[[ DATA UNDER STUDY open ]]

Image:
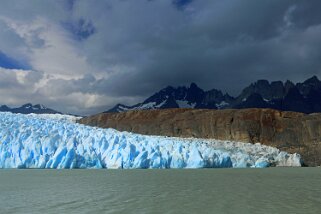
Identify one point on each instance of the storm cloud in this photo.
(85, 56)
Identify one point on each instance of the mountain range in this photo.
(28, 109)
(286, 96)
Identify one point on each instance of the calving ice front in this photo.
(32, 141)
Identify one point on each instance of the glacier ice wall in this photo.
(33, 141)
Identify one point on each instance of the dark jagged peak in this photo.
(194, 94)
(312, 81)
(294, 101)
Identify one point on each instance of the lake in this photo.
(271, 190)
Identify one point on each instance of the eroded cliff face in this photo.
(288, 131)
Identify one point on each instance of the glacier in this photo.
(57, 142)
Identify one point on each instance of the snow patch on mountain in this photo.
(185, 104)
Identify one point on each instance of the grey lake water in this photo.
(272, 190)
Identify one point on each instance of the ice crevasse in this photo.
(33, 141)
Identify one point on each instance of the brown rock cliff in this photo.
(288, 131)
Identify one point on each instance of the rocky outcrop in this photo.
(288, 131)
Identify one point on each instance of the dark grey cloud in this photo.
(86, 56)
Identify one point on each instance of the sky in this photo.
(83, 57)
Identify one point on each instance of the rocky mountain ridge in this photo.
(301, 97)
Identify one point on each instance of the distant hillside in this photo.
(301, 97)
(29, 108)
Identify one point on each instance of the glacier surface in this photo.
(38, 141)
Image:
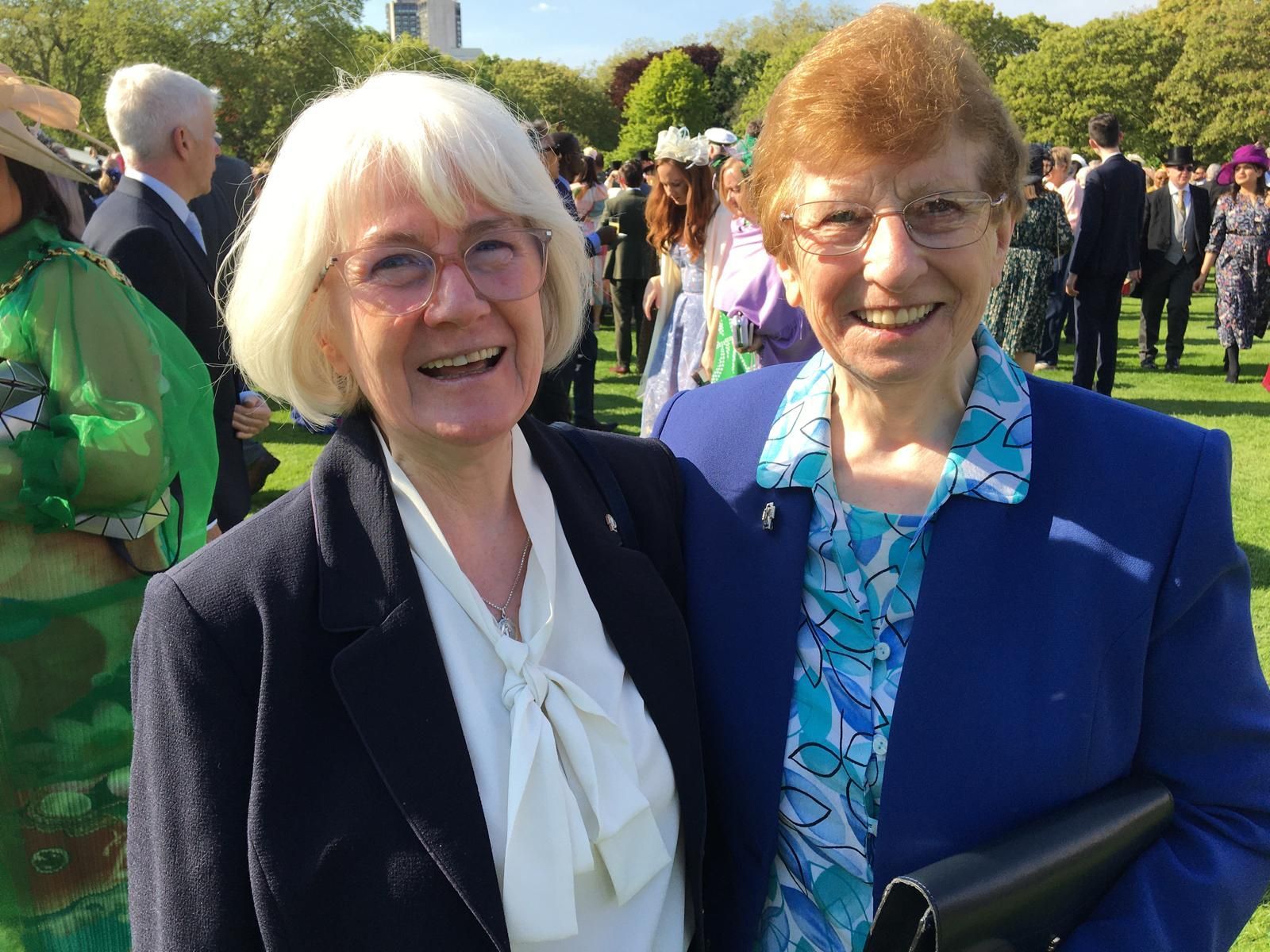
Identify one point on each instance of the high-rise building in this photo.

[[ DATA UNDER STUDY closed ]]

The full text of the data above, exact and without pictures, is what to return.

Image:
Identify one point on each instance of the storm cloud in this photo.
(85, 56)
Identify one point on each instance of the mountain range in this photo.
(28, 109)
(286, 96)
Identify one point on each instance of the calving ice front in this photo.
(32, 141)
Identify one point on each instance of the glacier ice wall in this photo.
(33, 141)
Identify one point on each instance of the dark jagged peak in this photo.
(194, 94)
(312, 81)
(294, 101)
Identify one point on each instance of the lake in this photo.
(271, 190)
Identify one point on each instance of the eroded cliff face in this photo.
(288, 131)
Identify one point on each instance of the glacier in this photo.
(57, 142)
Identify one point on each instance of the snow patch on mountain in this photo.
(185, 104)
Identify one point on each instance of the grey lake water in this photo.
(272, 190)
Identify one point on each instance of the ice crevasse in this photo.
(33, 141)
Identify one point on each instance of the brown rock cliff in this photo.
(288, 131)
Identify one point on each instance of the rocky outcrop in this photo.
(288, 131)
Identify one point on each instance of the dark grey cloud in this photo.
(86, 56)
Identify one point on each instance of the sky in this photo.
(83, 57)
Identify one point on each instance of the rocky mountain ridge in this photo.
(301, 97)
Identify one point on each instance of the distant hillside in this photo.
(301, 97)
(29, 108)
Identify one point on each instance of the glacier surface in this photo.
(38, 141)
Image:
Identify one point on each instance of the high-rise building in this photo.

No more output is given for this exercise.